毎月、会長が報告して下さる例会報告です。
作者がずっと書き続けてきたのは、葛飾の「たちばな旅館」の娘のかおるちゃんと押し入れの中に入って遊んだ秘密の遊びと、かおるちゃんのお母さんがひょんなことから数分遅れて常磐線に乗らざるを得なかったため、あの大事故「三河島事件」に遭遇してしまい亡くなったことなのですが、それは何度も何度も、砂絵のように画いては崩し、画いては崩しして、時間を遡り何年間も五体投地のごとく計ってきたのです。それらの作品は、すばらしく幻想的なときもあれば、リアルなときもあり、他の物語と結合したり、やたらと写実的な場合もありました。私は、作者が、作者として素になり書いた文章というものを初めて読んだのではないかと思います。それは遠くから聞こえる夕方になっても遊んでいる子供の声のようです。お坊さんの、いつものお経は、ありがたいです。
ふしぎな作品です。会話や短文の地の文でズンズン物事をすすめていきます。読み易く、理解しやすい展開は、今の時代には読者から受け入れられる要素を満たしているでしょう。一点だけ指摘するとすれば、視点人物、つまり部長の町田雄平の視点が、やや中学生離れしているところでしょうか。ややもすれば大人よりも大人目線に感じる箇所があります。おそらく、この作品を書いていて、作者が楽しくなってしまい、作品に作者自身を出してしまったということではないかと思います。だめなのですけれど、よい作品というものには、そうした欠点が生じてしまいがちです。地理研究部は富山に往き、高岡家の面々は東京に集中する‥‥。こうしたてんやわんや振りから、『弥次喜多道中記』を彷彿とさせられました。おもしさの本質を作者は持っているのかも……。

☆ ☆ ☆ ☆

* **作業内容 A**: 本文のうち、「毎月、会長が報告して下さる例会報告です。」から「作者は持っているのかも……。」までを、末尾の語句も含めてそのまま出力せよ。
* **作業内容 B**: 本文によると、かおるちゃんのお母さんが常磐線で遭遇した大事故は何と呼ばれているか。

☆ ☆ ☆ ☆

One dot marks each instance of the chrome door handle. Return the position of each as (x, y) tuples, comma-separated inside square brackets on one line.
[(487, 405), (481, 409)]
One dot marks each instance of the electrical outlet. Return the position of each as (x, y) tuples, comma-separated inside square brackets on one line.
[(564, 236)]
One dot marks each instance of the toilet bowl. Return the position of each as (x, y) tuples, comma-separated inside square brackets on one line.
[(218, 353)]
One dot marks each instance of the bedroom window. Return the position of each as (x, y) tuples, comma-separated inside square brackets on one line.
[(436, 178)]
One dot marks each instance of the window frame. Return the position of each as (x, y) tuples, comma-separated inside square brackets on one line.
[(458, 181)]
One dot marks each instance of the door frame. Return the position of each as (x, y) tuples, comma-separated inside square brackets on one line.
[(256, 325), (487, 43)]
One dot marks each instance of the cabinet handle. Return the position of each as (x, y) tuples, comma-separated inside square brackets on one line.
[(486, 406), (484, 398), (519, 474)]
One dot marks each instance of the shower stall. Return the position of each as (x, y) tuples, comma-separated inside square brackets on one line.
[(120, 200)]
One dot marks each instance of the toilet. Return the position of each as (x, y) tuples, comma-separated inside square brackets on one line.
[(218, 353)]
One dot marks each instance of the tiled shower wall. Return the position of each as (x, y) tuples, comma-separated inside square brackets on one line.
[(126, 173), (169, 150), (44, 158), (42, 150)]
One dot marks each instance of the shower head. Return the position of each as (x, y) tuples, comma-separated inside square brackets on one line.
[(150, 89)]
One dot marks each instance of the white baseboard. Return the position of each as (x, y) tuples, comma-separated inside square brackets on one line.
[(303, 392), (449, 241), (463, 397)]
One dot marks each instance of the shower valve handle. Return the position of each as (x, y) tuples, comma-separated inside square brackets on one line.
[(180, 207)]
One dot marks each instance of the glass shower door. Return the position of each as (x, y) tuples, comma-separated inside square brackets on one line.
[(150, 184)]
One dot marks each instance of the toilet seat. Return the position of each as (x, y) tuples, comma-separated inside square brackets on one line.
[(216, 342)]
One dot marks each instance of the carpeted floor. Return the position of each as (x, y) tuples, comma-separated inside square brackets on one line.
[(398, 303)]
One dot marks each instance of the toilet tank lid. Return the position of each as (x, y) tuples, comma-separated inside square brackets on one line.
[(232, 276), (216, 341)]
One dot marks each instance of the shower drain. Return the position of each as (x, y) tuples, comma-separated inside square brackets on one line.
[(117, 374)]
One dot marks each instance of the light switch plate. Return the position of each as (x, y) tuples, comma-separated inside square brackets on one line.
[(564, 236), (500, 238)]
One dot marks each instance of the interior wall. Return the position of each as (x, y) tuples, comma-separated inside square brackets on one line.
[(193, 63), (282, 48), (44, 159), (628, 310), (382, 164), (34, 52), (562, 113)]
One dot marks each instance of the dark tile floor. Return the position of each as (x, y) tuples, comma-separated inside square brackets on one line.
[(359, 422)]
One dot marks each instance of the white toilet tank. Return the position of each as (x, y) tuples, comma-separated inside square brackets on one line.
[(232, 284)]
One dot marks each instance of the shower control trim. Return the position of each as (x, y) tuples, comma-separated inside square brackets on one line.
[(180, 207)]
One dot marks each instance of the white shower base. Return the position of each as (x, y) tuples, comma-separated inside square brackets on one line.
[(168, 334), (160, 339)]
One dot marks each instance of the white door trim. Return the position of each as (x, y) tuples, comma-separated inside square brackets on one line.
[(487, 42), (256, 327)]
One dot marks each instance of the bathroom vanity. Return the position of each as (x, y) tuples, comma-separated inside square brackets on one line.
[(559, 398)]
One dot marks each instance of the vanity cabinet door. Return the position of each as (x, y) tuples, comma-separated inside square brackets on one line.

☆ ☆ ☆ ☆

* **結果 A**:
毎月、会長が報告して下さる例会報告です。
作者がずっと書き続けてきたのは、葛飾の「たちばな旅館」の娘のかおるちゃんと押し入れの中に入って遊んだ秘密の遊びと、かおるちゃんのお母さんがひょんなことから数分遅れて常磐線に乗らざるを得なかったため、あの大事故「三河島事件」に遭遇してしまい亡くなったことなのですが、それは何度も何度も、砂絵のように画いては崩し、画いては崩しして、時間を遡り何年間も五体投地のごとく計ってきたのです。それらの作品は、すばらしく幻想的なときもあれば、リアルなときもあり、他の物語と結合したり、やたらと写実的な場合もありました。私は、作者が、作者として素になり書いた文章というものを初めて読んだのではないかと思います。それは遠くから聞こえる夕方になっても遊んでいる子供の声のようです。お坊さんの、いつものお経は、ありがたいです。
ふしぎな作品です。会話や短文の地の文でズンズン物事をすすめていきます。読み易く、理解しやすい展開は、今の時代には読者から受け入れられる要素を満たしているでしょう。一点だけ指摘するとすれば、視点人物、つまり部長の町田雄平の視点が、やや中学生離れしているところでしょうか。ややもすれば大人よりも大人目線に感じる箇所があります。おそらく、この作品を書いていて、作者が楽しくなってしまい、作品に作者自身を出してしまったということではないかと思います。だめなのですけれど、よい作品というものには、そうした欠点が生じてしまいがちです。地理研究部は富山に往き、高岡家の面々は東京に集中する‥‥。こうしたてんやわんや振りから、『弥次喜多道中記』を彷彿とさせられました。おもしさの本質を作者は持っているのかも……。

* **結果 B**: 三河島事件